■ OBJECTIVE
Could you copy the listing below verbatim, from the line with "Could you please locate the windshield" to the line with "xmin=60 ymin=298 xmax=136 ymax=319", both included?
--- begin ---
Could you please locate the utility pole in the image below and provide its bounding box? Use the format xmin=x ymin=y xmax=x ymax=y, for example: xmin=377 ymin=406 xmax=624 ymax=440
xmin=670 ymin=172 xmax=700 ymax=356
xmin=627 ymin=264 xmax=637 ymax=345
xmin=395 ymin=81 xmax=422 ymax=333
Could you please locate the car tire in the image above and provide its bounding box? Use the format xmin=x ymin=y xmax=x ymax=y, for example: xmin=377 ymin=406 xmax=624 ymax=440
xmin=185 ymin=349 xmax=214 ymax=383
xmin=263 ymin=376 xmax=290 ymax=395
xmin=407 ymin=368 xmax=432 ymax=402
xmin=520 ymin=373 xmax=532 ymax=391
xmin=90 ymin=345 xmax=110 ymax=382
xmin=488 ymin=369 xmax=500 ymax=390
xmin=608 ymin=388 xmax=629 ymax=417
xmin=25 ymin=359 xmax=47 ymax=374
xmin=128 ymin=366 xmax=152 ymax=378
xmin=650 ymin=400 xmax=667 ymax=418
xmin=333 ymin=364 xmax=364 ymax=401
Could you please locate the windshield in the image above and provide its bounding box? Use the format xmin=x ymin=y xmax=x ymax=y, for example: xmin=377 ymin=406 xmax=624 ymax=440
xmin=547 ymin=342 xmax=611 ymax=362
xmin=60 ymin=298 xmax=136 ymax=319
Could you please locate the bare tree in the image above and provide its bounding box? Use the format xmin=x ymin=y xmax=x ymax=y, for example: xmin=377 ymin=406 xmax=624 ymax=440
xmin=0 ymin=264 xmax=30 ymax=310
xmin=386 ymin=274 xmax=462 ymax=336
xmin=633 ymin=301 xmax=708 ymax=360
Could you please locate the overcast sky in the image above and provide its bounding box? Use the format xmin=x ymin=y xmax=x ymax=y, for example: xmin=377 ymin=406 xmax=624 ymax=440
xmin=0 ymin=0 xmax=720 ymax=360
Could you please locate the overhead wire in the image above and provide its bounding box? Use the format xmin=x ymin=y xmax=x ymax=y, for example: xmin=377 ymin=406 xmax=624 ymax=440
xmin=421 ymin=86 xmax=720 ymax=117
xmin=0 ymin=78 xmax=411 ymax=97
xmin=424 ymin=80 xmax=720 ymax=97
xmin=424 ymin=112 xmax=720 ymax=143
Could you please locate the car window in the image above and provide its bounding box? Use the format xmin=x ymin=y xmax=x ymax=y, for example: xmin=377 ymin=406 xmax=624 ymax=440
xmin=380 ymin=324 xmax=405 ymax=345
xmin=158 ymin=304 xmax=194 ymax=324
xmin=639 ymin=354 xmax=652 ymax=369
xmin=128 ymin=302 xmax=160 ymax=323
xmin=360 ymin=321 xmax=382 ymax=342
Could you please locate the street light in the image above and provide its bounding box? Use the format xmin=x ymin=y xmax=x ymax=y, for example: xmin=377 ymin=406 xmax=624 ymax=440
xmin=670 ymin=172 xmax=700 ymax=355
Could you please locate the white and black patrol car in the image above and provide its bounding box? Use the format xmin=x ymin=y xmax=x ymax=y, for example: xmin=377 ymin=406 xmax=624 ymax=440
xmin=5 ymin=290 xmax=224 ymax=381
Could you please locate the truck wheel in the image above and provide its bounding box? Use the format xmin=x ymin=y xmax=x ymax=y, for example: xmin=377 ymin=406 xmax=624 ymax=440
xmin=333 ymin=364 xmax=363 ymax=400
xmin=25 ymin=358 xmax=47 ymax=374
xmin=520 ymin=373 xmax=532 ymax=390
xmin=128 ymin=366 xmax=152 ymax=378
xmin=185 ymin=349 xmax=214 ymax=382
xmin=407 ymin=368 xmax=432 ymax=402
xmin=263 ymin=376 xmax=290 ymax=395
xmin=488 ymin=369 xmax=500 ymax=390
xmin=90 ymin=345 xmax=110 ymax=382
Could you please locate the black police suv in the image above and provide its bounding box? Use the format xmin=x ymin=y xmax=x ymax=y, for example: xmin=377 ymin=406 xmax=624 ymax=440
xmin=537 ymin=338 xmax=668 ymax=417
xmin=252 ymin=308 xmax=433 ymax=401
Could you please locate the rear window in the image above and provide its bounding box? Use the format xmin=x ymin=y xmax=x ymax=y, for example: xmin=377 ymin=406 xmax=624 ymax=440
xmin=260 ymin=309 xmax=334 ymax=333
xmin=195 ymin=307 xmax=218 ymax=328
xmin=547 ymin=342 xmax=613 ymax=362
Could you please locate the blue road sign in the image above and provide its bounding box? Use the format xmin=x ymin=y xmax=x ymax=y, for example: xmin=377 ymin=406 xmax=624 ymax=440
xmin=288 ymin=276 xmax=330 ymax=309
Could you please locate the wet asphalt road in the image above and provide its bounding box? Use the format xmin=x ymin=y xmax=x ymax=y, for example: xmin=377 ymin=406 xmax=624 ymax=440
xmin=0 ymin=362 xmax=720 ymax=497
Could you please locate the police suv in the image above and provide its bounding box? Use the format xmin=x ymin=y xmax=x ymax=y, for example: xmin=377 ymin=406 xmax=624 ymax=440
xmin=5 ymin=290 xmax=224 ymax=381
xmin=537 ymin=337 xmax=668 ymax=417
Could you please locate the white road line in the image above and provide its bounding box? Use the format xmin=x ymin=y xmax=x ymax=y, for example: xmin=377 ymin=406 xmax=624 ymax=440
--- end ---
■ RESPONSE TO THIS TASK
Could you please locate the windshield in the image above and provide its bounding box? Use the format xmin=x ymin=y xmax=x ymax=y, for example: xmin=377 ymin=406 xmax=624 ymax=440
xmin=547 ymin=342 xmax=611 ymax=362
xmin=60 ymin=298 xmax=136 ymax=319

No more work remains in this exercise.